→ Task:
In the blog post on VR storytelling, who wrote the dramatic score for King Kong in 1933?

→ Document text:
******************************
Monday, July 04, 2016

More Thoughts on VR

I attended a one day conference on VR & Film, sponsored by SIRT and ETV Film Inc in mid-June.  There were hardware and software demonstrations, but I was particularly interested in the talks, where people involved in creating virtual reality explained the storytelling issues they encountered.

Having worked in cgi in the early years, I'm confident that the technical problems of VR will be solved over time.  My personal interest runs more towards how VR is going to communicate with audiences as a narrative medium.

Pretty much everyone agrees that VR has a resemblance to theatre in that the audience is free to look where they wish.  The stage has various techniques for directing the audience's attention, lighting being a major one.  If only one part of the stage is lit, the audience will naturally look there.  Jeff Preyra of 360 Storylabs pointed out that with a 360 degree camera, it was impossible to place lights, as they would always be visible.  For this reason, he felt that the future of VR storytelling would be motion capture avatars in cgi environments.  The virtual lights in cgi are invisible to the camera, so in a cgi environment, directors could still control lighting.

Preya felt that establishing shots would have to be longer as the audience would naturally want to look around an environment and take stock of who is present before watching whatever dramatic action is going to unfold.  This makes sense, though when returning to established locations it shouldn't be necessary and if you want to surprise the characters and the audience, you could start the action of a scene immediately to prevent the audience from knowing everything that was present.

Preyra also felt that musical scoring didn't work in VR.  As the viewer was in the scene, any music needed to have a visible source.  I'm not sure about this.  In the early years of talkies, there was music under the opening and closing titles, but none during the film unless there was a onscreen source such as a radio, phonograph or visible musicians.  However, by 1933, just a few years after talkies became the dominant form of movies, King Kong had dramatic scoring by Max Steiner throughout the film.  By the late 1930s, composers like Steiner, Newman, Korngold, Waxman, Hageman and Tiomkin were hard at work scoring films throughout their run times.

Ian Tuason of CFC Media Lab said that cameras could only move in straight lines, as any change in the camera's direction might clash with head movements of someone wearing a VR headset.  This makes sense on the face of it, but again a look at film history leads me to believe that it can be done.  Films in the 1930s and '40s routinely shot in ways where the camera's position operated separately from the camera's view.  In other words, the camera's location would physically move while the camera itself would change what it was pointing at.  What was standard, however, was someone moving on screen that gave the audience a focus.  So if a camera was tracking through a restaurant before stopping at a table where the main action was to take place, the camera would follow a waiter while it was moving.  In a VR situation, if there is an obvious center of interest on screen, like a character, the camera could move, changing it's spatial and angular relationship so long as the audience has a reason to stay focused on that character.

I feel the same way about cutting to a closer view.  If the audience is looking at a speaking character, cutting to a closer shot should not disorient the audience any more than it does in a conventional film.

The next five to ten years are going to be very interesting with regard to VR.  No doubt gaming will be a leader, as it's a natural for putting a player inside the game.  But just as games have evolved cut scenes to provide the player with narrative information, VR is going to evolve storytelling grammar in order to do the same.  Once that grammar exists, we'll find out if VR is going to be successful with audiences as a storytelling medium or if it's just a fad like stereoscopic 3D.
******************************
→ Dataset entries:
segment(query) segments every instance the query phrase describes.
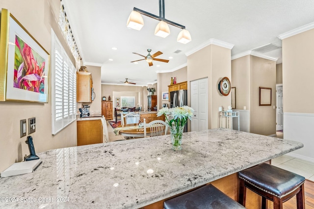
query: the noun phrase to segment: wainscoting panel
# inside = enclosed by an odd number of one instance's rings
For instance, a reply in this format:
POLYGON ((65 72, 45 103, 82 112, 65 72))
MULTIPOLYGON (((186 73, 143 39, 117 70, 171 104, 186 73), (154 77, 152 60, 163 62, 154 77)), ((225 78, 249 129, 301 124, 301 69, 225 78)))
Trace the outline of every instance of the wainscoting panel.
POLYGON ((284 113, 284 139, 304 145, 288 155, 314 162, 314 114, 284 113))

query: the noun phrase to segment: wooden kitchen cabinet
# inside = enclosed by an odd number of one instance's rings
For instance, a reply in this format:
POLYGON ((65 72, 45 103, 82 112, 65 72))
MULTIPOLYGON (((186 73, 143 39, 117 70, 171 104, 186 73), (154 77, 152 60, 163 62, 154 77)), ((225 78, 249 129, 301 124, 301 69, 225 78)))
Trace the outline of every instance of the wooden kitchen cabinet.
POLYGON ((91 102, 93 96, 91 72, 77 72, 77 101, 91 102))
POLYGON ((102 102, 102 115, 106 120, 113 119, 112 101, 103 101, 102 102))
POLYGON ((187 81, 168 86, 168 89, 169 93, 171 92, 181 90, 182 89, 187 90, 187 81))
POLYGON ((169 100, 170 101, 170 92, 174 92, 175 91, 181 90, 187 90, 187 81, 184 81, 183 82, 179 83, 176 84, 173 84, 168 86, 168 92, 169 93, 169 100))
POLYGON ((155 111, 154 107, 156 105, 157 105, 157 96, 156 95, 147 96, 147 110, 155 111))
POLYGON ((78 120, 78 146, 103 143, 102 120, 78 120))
******************************
→ The solution:
Max Steiner